— start —
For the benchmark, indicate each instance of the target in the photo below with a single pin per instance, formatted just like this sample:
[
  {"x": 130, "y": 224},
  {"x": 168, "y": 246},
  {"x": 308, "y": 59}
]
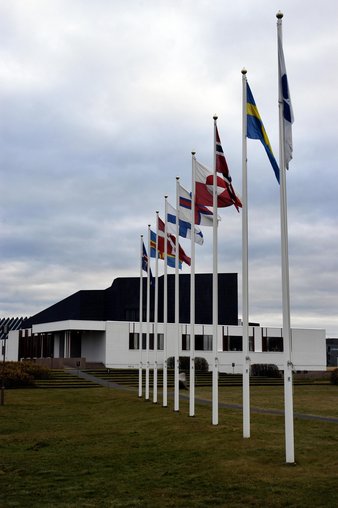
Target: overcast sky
[{"x": 101, "y": 104}]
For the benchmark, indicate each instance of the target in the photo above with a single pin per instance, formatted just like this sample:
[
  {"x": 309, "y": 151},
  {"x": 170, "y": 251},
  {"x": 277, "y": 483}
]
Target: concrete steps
[{"x": 62, "y": 379}]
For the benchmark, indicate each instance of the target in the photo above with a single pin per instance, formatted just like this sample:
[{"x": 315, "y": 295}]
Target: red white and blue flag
[{"x": 222, "y": 167}]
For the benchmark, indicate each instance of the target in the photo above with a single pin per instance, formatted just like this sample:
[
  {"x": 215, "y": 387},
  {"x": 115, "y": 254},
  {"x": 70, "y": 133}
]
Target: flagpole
[
  {"x": 156, "y": 316},
  {"x": 148, "y": 317},
  {"x": 141, "y": 320},
  {"x": 177, "y": 307},
  {"x": 215, "y": 292},
  {"x": 165, "y": 310},
  {"x": 245, "y": 268},
  {"x": 192, "y": 295},
  {"x": 288, "y": 388}
]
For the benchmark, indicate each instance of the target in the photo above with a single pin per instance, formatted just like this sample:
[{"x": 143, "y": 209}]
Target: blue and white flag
[
  {"x": 287, "y": 106},
  {"x": 184, "y": 225}
]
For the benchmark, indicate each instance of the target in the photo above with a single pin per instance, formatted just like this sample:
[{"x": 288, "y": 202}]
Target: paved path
[{"x": 257, "y": 410}]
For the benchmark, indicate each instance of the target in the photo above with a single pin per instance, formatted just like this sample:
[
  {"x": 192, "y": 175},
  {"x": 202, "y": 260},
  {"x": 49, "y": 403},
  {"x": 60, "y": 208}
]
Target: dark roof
[
  {"x": 120, "y": 302},
  {"x": 11, "y": 324}
]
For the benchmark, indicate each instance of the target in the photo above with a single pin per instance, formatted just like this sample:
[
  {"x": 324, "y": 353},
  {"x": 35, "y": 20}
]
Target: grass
[
  {"x": 311, "y": 399},
  {"x": 107, "y": 448}
]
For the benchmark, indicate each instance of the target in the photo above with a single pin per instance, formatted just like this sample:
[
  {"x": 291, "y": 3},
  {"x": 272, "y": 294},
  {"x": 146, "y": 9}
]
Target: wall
[{"x": 93, "y": 346}]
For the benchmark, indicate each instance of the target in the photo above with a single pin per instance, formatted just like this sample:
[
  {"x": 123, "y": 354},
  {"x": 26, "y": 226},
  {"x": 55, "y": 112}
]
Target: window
[
  {"x": 203, "y": 342},
  {"x": 160, "y": 341},
  {"x": 133, "y": 341},
  {"x": 233, "y": 343},
  {"x": 185, "y": 342}
]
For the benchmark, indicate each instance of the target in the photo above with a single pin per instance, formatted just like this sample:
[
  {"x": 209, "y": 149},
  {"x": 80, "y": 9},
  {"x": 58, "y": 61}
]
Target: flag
[
  {"x": 184, "y": 225},
  {"x": 204, "y": 188},
  {"x": 171, "y": 243},
  {"x": 203, "y": 216},
  {"x": 145, "y": 261},
  {"x": 255, "y": 129},
  {"x": 288, "y": 118},
  {"x": 171, "y": 261},
  {"x": 222, "y": 167}
]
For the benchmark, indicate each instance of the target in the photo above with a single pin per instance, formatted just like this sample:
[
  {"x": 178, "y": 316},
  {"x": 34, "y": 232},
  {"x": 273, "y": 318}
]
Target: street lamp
[{"x": 4, "y": 338}]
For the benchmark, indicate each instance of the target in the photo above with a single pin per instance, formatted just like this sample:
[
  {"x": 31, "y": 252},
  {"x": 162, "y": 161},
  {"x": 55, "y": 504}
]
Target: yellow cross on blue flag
[{"x": 255, "y": 129}]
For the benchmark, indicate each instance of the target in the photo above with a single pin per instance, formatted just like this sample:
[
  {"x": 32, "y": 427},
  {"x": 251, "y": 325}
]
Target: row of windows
[{"x": 204, "y": 342}]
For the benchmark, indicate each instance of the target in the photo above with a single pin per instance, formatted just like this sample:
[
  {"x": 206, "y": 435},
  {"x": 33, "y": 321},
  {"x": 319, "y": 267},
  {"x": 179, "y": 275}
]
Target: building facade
[{"x": 104, "y": 327}]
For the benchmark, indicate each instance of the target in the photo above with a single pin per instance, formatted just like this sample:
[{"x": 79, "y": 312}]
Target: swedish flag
[{"x": 256, "y": 130}]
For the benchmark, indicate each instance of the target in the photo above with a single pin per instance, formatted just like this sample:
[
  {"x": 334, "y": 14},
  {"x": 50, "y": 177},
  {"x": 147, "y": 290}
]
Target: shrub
[
  {"x": 334, "y": 377},
  {"x": 265, "y": 369},
  {"x": 184, "y": 364}
]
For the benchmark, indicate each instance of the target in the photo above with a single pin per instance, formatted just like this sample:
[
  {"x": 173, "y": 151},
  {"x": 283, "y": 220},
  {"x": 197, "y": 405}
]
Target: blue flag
[
  {"x": 145, "y": 261},
  {"x": 256, "y": 130},
  {"x": 287, "y": 106}
]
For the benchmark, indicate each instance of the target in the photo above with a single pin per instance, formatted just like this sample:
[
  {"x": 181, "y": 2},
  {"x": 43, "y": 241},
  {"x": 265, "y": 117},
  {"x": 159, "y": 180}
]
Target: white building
[{"x": 65, "y": 334}]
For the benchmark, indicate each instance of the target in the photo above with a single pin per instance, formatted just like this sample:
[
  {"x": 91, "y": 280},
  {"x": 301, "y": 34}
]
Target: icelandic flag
[
  {"x": 255, "y": 129},
  {"x": 203, "y": 216},
  {"x": 184, "y": 225},
  {"x": 160, "y": 250},
  {"x": 288, "y": 118},
  {"x": 145, "y": 264},
  {"x": 171, "y": 244}
]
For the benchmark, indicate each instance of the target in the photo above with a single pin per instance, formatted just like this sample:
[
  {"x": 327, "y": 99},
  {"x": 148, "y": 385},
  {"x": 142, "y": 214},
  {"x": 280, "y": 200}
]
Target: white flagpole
[
  {"x": 156, "y": 316},
  {"x": 192, "y": 295},
  {"x": 245, "y": 269},
  {"x": 288, "y": 389},
  {"x": 165, "y": 311},
  {"x": 215, "y": 293},
  {"x": 148, "y": 318},
  {"x": 177, "y": 309},
  {"x": 141, "y": 320}
]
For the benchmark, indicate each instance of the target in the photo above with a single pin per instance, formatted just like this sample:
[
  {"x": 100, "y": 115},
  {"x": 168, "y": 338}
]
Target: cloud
[{"x": 101, "y": 106}]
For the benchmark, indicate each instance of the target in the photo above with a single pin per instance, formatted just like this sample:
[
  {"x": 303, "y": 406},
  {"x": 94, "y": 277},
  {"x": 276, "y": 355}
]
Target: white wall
[
  {"x": 93, "y": 346},
  {"x": 108, "y": 342}
]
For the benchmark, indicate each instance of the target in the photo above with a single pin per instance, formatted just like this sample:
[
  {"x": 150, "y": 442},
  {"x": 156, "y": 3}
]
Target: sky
[{"x": 101, "y": 105}]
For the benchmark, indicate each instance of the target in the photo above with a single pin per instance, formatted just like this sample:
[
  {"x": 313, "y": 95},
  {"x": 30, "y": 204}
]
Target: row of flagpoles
[{"x": 211, "y": 191}]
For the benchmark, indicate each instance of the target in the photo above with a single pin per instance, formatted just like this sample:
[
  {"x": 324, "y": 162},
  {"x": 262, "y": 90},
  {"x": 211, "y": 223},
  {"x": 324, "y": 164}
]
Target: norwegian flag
[{"x": 222, "y": 167}]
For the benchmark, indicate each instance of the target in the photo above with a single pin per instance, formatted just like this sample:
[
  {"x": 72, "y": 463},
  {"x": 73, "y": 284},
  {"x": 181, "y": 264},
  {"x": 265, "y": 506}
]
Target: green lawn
[
  {"x": 312, "y": 399},
  {"x": 107, "y": 448}
]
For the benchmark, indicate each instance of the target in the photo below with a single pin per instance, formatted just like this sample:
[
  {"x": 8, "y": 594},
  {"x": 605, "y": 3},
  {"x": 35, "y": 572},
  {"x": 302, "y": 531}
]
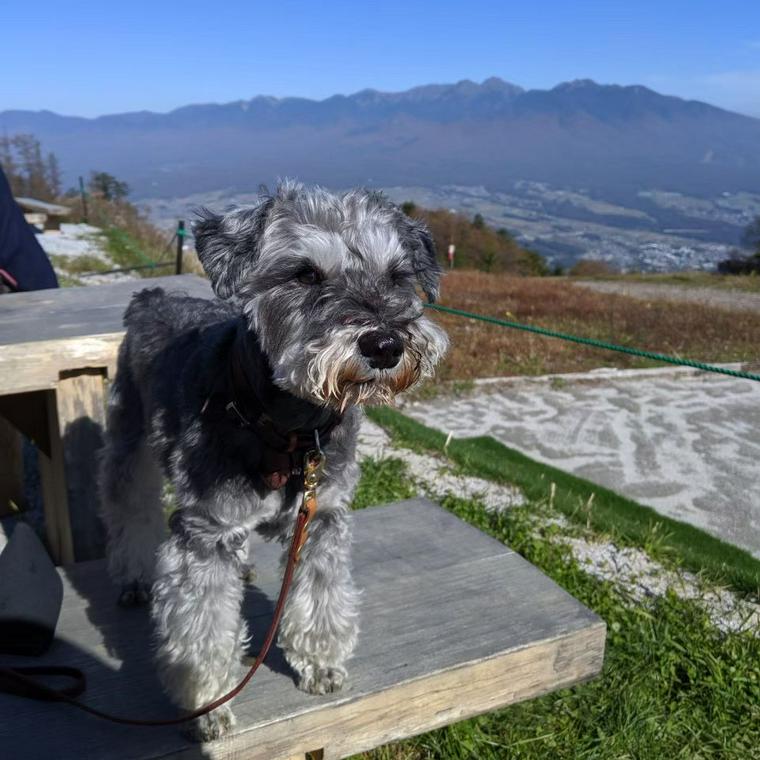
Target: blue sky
[{"x": 88, "y": 58}]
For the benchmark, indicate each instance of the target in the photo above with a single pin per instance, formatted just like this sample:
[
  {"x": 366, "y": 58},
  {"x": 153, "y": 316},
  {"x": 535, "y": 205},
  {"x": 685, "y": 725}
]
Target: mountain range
[{"x": 612, "y": 141}]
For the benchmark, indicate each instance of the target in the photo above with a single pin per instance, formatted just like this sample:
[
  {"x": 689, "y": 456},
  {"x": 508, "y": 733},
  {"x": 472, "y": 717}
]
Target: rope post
[
  {"x": 180, "y": 243},
  {"x": 83, "y": 196}
]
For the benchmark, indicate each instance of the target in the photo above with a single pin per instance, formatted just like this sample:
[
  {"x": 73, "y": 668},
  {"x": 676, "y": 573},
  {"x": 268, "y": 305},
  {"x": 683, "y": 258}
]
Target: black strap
[{"x": 22, "y": 682}]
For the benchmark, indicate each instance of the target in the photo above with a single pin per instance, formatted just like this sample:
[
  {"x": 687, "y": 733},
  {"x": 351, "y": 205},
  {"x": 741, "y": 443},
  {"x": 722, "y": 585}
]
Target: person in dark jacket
[{"x": 23, "y": 263}]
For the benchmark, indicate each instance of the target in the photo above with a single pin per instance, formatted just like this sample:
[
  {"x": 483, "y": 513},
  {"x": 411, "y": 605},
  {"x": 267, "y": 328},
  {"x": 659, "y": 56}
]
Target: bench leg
[
  {"x": 75, "y": 414},
  {"x": 81, "y": 423},
  {"x": 12, "y": 471},
  {"x": 55, "y": 499}
]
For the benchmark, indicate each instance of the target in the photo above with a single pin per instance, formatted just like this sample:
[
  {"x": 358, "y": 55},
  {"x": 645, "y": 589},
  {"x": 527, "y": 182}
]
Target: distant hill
[{"x": 611, "y": 140}]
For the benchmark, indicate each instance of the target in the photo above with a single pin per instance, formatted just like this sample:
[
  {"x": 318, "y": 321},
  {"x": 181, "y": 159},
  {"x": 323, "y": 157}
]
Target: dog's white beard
[{"x": 341, "y": 377}]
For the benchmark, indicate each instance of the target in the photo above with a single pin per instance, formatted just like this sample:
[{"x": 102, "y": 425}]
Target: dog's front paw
[
  {"x": 212, "y": 726},
  {"x": 316, "y": 680},
  {"x": 134, "y": 594}
]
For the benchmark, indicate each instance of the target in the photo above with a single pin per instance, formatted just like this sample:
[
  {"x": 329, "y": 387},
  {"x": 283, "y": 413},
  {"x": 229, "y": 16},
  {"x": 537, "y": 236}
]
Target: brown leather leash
[{"x": 20, "y": 681}]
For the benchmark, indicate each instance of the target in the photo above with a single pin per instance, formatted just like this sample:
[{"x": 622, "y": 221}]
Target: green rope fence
[{"x": 596, "y": 343}]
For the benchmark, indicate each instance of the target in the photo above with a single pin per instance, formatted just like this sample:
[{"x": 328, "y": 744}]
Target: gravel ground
[
  {"x": 682, "y": 442},
  {"x": 724, "y": 299},
  {"x": 631, "y": 570}
]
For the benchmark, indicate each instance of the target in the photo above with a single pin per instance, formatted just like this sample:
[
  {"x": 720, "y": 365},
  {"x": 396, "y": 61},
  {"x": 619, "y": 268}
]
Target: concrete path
[
  {"x": 736, "y": 300},
  {"x": 684, "y": 443}
]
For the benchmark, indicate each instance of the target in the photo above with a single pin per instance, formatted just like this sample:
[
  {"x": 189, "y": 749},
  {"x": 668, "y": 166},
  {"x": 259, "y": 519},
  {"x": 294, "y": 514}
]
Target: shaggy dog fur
[{"x": 319, "y": 313}]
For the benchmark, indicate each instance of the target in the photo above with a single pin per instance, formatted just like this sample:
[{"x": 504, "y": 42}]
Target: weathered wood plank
[
  {"x": 42, "y": 315},
  {"x": 453, "y": 624}
]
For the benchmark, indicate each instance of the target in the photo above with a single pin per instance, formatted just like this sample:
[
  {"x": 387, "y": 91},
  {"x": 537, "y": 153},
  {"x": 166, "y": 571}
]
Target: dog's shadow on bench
[{"x": 127, "y": 637}]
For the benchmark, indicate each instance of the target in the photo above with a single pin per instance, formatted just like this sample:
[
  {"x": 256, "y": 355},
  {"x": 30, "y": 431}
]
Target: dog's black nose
[{"x": 382, "y": 349}]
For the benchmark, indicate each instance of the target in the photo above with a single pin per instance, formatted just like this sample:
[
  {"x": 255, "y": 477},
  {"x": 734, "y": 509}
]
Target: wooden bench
[
  {"x": 57, "y": 347},
  {"x": 453, "y": 624}
]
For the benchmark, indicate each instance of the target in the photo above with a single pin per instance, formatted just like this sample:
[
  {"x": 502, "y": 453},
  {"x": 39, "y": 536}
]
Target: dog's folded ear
[
  {"x": 416, "y": 236},
  {"x": 228, "y": 244}
]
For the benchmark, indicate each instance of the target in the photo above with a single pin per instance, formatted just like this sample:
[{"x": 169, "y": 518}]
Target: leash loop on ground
[
  {"x": 596, "y": 343},
  {"x": 22, "y": 682}
]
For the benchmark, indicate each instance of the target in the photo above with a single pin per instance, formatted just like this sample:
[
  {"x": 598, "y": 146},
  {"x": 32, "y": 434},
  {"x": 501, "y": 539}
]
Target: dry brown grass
[{"x": 480, "y": 350}]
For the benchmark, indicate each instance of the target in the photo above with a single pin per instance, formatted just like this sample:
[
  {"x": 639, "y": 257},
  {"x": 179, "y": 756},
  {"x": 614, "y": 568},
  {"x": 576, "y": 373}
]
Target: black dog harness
[{"x": 263, "y": 409}]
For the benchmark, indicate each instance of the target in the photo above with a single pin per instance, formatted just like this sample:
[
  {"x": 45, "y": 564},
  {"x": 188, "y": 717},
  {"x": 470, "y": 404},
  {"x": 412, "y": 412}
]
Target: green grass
[
  {"x": 672, "y": 684},
  {"x": 587, "y": 503},
  {"x": 126, "y": 251}
]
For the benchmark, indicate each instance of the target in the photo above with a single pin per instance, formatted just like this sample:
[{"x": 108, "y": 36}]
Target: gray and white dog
[{"x": 319, "y": 313}]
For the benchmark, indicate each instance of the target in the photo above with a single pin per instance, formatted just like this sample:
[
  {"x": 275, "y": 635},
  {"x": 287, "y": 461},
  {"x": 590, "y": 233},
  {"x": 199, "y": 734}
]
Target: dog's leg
[
  {"x": 130, "y": 491},
  {"x": 320, "y": 623},
  {"x": 201, "y": 635}
]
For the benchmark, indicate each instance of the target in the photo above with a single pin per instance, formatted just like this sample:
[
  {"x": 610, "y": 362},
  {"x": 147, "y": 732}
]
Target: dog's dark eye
[
  {"x": 309, "y": 276},
  {"x": 400, "y": 276}
]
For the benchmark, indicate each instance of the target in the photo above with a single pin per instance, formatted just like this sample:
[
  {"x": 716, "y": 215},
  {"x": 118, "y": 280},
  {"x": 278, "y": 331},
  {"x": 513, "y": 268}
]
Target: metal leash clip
[{"x": 313, "y": 468}]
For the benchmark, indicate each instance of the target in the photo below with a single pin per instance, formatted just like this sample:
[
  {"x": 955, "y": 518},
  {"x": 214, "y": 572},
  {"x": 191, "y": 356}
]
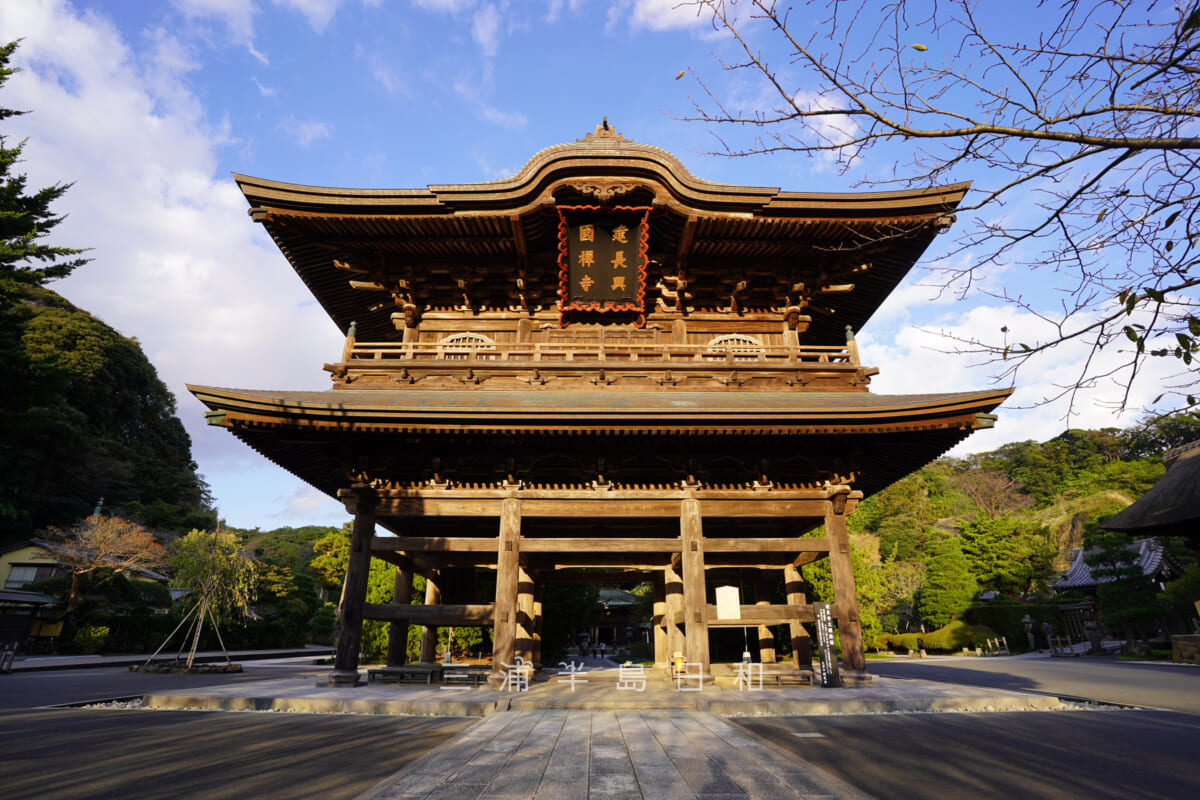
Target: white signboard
[{"x": 729, "y": 602}]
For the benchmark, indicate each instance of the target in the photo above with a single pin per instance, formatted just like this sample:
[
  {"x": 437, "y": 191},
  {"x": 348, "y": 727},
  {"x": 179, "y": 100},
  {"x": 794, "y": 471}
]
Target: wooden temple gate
[{"x": 601, "y": 368}]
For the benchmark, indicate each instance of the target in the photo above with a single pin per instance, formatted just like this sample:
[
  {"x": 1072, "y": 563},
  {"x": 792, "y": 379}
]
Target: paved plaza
[
  {"x": 621, "y": 755},
  {"x": 593, "y": 740}
]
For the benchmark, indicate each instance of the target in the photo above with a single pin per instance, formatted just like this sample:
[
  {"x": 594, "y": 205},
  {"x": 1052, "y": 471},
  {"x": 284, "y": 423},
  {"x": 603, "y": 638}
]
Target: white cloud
[
  {"x": 306, "y": 503},
  {"x": 485, "y": 30},
  {"x": 238, "y": 17},
  {"x": 265, "y": 91},
  {"x": 317, "y": 12},
  {"x": 555, "y": 11},
  {"x": 383, "y": 71},
  {"x": 175, "y": 260},
  {"x": 657, "y": 14},
  {"x": 919, "y": 361},
  {"x": 305, "y": 132},
  {"x": 444, "y": 6},
  {"x": 504, "y": 119}
]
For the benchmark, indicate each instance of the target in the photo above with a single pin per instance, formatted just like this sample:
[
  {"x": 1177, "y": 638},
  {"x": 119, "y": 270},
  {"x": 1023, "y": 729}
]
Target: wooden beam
[
  {"x": 354, "y": 590},
  {"x": 751, "y": 545},
  {"x": 843, "y": 575},
  {"x": 604, "y": 545},
  {"x": 435, "y": 543},
  {"x": 397, "y": 632},
  {"x": 695, "y": 625},
  {"x": 462, "y": 615},
  {"x": 611, "y": 576},
  {"x": 504, "y": 630}
]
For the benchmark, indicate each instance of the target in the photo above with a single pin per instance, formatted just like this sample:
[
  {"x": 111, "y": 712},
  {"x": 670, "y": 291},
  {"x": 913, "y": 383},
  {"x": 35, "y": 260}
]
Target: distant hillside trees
[{"x": 83, "y": 414}]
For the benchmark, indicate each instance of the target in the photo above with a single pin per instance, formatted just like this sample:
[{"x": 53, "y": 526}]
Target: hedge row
[{"x": 951, "y": 638}]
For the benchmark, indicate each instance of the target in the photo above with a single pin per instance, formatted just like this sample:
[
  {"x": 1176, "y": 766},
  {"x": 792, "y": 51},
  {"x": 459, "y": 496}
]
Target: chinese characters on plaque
[{"x": 601, "y": 257}]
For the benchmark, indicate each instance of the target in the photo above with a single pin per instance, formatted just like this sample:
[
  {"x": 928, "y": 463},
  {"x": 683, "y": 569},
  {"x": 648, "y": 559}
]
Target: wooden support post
[
  {"x": 766, "y": 638},
  {"x": 694, "y": 600},
  {"x": 525, "y": 631},
  {"x": 354, "y": 590},
  {"x": 673, "y": 589},
  {"x": 397, "y": 631},
  {"x": 507, "y": 582},
  {"x": 430, "y": 632},
  {"x": 849, "y": 630},
  {"x": 659, "y": 625},
  {"x": 802, "y": 644},
  {"x": 537, "y": 623}
]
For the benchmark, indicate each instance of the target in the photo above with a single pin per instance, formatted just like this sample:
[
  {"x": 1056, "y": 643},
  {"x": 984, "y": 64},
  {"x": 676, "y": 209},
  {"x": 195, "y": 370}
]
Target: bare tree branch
[{"x": 1087, "y": 134}]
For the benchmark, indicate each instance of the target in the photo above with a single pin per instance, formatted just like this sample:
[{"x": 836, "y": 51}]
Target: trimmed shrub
[
  {"x": 90, "y": 638},
  {"x": 958, "y": 635},
  {"x": 1005, "y": 618}
]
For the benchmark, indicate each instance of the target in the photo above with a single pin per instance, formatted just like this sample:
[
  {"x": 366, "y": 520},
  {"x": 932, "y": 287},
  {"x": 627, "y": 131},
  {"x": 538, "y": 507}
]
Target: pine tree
[
  {"x": 949, "y": 587},
  {"x": 25, "y": 218}
]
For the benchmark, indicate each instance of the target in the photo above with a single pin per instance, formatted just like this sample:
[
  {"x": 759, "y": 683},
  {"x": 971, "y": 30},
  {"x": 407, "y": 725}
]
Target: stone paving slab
[
  {"x": 610, "y": 755},
  {"x": 880, "y": 696}
]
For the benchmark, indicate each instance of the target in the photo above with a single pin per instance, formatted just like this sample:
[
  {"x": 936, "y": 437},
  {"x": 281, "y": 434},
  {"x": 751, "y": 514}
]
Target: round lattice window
[
  {"x": 465, "y": 346},
  {"x": 744, "y": 348}
]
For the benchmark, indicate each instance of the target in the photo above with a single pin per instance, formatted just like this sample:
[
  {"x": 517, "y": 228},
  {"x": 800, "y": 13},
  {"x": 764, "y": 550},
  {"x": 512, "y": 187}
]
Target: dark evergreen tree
[
  {"x": 1128, "y": 597},
  {"x": 949, "y": 587},
  {"x": 83, "y": 415}
]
— end —
■ Objective ■
Filter the items above and list every line that contains the string "post".

■ Output below ■
Target: rope post
Target: wooden support post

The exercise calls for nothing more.